◆ TASK INSTRUCTIONS ◆
Reproduce the review summary on drug treatments for spinal muscular atrophy type I word for word, from its first sentence to its last.

====== GIVEN PASSAGE ======

The aim of this Cochrane Review was to look at the effects of drug treatments on spinal muscular atrophy (SMA) type I, in terms of age at death or full‐time ventilation and the ability to reach motor milestones, e.g. rolling, sitting or standing, within one year after beginning treatment, and any adverse events.
Nusinersen probably increases ventilation‐free and overall survival in children with SMA type I. Nusinersen may improve the proportion of infants achieving motor milestones. Adverse events and serious adverse events are probably not more common with nusinersen injection than with a sham procedure.
It is uncertain whether riluzole has any effect in SMA type I, based on the limited available evidence.
What was studied in the review?
SMA is a disorder with onset in childhood and adolescence and leads to increasing muscle weakness. SMA type I, also known as Werdnig‐Hoffman disease, is the most severe form of SMA and begins before the age of six months. Untreated children with SMA type I will never be able to sit without support and in general die or develop respiratory insufficiency and need non‐invasive ventilation before they reach the age of two years.
At the time of the previous versions of the review there was no known treatment to slow down or cure SMA type I. We updated the review to include emerging evidence.
Cochrane review authors collected relevant studies and found two trials. Both studies were funded by pharmaceutical companies. One trial, in 121 infants with SMA type I, studied nusinersen, which is an antisense oligonucleotide drug, given by injection into the spinal canal. The researchers compared the effects of nusinersen with a sham procedure in the control group. This trial stopped early because results showed that nusinersen improved the proportion of infants achieving motor milestones. The other trial compared riluzole to placebo and involved 10 infants with SMA type I. This trial was stopped prematurely because the pharmaceutical company withdrew funding.

====== SUPPLIED INFORMATION ======

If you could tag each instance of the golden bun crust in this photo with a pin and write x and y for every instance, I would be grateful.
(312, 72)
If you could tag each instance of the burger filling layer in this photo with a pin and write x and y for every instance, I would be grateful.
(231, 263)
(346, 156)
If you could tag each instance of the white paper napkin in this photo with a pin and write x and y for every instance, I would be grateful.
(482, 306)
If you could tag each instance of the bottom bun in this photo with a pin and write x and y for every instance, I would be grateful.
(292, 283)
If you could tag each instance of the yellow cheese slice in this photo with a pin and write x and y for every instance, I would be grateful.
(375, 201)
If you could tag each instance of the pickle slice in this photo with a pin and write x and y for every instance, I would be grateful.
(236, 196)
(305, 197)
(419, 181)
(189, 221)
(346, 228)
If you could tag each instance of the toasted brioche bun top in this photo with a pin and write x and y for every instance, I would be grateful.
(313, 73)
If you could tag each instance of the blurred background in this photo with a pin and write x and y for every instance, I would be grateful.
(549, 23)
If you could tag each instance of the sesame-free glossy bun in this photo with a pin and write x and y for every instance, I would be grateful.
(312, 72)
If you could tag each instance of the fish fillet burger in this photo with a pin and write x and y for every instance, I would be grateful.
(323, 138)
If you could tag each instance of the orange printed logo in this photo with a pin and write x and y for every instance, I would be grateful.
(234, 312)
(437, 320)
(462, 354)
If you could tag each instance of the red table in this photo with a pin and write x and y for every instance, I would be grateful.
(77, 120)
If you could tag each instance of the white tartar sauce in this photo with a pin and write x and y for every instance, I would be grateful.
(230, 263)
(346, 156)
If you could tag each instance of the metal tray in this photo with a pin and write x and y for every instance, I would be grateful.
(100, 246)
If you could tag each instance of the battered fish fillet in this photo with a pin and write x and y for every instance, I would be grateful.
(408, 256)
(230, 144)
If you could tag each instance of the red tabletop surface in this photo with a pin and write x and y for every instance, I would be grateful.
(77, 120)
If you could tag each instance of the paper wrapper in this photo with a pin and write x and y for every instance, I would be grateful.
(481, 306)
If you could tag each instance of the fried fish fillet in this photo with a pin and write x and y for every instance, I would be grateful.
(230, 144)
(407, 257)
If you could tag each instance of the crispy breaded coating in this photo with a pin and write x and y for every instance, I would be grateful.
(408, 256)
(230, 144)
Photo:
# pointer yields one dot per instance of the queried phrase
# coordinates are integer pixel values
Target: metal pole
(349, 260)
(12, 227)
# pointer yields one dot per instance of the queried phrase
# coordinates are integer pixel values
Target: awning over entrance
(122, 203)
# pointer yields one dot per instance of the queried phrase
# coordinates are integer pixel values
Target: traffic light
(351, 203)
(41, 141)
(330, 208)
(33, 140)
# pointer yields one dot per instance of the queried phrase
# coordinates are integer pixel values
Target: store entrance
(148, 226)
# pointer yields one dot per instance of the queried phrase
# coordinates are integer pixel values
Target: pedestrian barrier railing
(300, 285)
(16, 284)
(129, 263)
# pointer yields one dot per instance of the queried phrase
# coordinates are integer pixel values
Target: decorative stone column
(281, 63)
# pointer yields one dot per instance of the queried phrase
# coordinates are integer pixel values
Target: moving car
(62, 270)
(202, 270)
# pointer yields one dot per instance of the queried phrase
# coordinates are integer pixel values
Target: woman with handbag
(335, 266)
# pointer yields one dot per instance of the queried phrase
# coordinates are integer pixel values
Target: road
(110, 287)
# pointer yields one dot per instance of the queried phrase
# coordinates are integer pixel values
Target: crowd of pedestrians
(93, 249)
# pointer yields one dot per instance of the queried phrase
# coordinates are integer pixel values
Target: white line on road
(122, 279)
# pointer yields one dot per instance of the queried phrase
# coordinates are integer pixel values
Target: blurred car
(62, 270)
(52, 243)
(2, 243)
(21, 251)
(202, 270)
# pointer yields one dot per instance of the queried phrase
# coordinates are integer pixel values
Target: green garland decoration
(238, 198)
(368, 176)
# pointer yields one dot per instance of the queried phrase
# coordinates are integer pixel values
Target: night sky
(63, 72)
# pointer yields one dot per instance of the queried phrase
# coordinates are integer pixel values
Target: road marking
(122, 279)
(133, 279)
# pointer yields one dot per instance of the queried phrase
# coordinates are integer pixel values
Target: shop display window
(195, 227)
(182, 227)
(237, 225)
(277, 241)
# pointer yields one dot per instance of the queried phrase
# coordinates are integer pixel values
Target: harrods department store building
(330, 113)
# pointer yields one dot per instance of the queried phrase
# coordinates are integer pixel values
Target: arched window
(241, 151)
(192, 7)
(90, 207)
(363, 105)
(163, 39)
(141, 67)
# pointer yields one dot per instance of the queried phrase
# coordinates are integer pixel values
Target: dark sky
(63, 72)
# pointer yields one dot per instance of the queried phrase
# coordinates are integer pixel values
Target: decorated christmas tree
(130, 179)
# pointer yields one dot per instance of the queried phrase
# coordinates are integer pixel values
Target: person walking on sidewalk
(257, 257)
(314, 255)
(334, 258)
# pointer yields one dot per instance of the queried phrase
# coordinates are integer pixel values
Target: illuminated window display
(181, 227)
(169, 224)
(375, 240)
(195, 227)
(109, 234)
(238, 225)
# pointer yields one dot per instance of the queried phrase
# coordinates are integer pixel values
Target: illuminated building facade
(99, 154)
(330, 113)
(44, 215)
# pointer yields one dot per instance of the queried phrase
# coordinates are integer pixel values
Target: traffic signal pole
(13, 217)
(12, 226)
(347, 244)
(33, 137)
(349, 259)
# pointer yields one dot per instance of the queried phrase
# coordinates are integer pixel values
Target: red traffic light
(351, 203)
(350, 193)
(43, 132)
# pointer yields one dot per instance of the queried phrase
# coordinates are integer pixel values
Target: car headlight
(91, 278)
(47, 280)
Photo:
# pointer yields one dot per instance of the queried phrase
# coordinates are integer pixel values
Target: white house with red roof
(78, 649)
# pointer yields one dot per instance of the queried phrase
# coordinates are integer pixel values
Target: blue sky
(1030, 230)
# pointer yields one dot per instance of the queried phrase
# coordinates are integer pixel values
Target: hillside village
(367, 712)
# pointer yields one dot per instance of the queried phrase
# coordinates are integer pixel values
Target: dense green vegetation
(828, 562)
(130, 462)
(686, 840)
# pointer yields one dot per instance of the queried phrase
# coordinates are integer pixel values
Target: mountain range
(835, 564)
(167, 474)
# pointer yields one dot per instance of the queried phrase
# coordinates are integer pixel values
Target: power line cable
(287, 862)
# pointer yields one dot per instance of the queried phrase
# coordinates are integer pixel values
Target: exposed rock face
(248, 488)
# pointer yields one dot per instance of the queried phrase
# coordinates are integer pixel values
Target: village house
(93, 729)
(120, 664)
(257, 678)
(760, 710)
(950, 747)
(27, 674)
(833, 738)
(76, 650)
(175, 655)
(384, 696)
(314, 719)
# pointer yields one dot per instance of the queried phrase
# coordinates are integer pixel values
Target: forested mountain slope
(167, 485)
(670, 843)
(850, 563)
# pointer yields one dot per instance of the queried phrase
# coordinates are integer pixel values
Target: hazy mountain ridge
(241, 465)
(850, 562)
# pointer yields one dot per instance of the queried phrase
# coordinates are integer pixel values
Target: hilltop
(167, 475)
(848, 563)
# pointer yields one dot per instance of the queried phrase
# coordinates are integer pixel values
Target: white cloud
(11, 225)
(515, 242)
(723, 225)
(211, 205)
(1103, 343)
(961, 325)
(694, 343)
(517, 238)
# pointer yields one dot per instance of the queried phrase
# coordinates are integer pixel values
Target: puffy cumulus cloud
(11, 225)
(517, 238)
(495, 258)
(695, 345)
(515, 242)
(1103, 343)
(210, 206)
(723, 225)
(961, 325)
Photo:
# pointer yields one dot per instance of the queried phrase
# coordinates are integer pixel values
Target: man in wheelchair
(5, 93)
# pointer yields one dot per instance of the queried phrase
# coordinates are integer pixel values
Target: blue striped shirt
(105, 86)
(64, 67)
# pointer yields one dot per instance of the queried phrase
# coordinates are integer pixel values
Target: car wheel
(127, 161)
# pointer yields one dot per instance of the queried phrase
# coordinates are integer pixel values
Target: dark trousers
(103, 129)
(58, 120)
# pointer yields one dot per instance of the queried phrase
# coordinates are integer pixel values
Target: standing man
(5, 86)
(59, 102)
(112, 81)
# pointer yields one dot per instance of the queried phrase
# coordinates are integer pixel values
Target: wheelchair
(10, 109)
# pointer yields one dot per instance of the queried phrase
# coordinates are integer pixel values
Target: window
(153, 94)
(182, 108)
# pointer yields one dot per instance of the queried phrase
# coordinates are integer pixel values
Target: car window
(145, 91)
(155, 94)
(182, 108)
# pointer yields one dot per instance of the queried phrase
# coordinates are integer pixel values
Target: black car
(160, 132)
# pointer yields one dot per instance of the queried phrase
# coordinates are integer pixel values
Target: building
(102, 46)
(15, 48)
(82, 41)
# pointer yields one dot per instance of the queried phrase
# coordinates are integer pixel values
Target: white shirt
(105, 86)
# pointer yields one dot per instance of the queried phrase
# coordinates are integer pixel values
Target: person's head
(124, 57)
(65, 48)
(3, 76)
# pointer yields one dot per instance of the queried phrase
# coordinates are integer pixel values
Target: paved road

======

◆ TASK RESPONSE ◆
The aim of this Cochrane Review was to look at the effects of drug treatments on spinal muscular atrophy (SMA) type I, in terms of age at death or full‐time ventilation and the ability to reach motor milestones, e.g. rolling, sitting or standing, within one year after beginning treatment, and any adverse events.
Nusinersen probably increases ventilation‐free and overall survival in children with SMA type I. Nusinersen may improve the proportion of infants achieving motor milestones. Adverse events and serious adverse events are probably not more common with nusinersen injection than with a sham procedure.
It is uncertain whether riluzole has any effect in SMA type I, based on the limited available evidence.
What was studied in the review?
SMA is a disorder with onset in childhood and adolescence and leads to increasing muscle weakness. SMA type I, also known as Werdnig‐Hoffman disease, is the most severe form of SMA and begins before the age of six months. Untreated children with SMA type I will never be able to sit without support and in general die or develop respiratory insufficiency and need non‐invasive ventilation before they reach the age of two years.
At the time of the previous versions of the review there was no known treatment to slow down or cure SMA type I. We updated the review to include emerging evidence.
Cochrane review authors collected relevant studies and found two trials. Both studies were funded by pharmaceutical companies. One trial, in 121 infants with SMA type I, studied nusinersen, which is an antisense oligonucleotide drug, given by injection into the spinal canal. The researchers compared the effects of nusinersen with a sham procedure in the control group. This trial stopped early because results showed that nusinersen improved the proportion of infants achieving motor milestones. The other trial compared riluzole to placebo and involved 10 infants with SMA type I. This trial was stopped prematurely because the pharmaceutical company withdrew funding.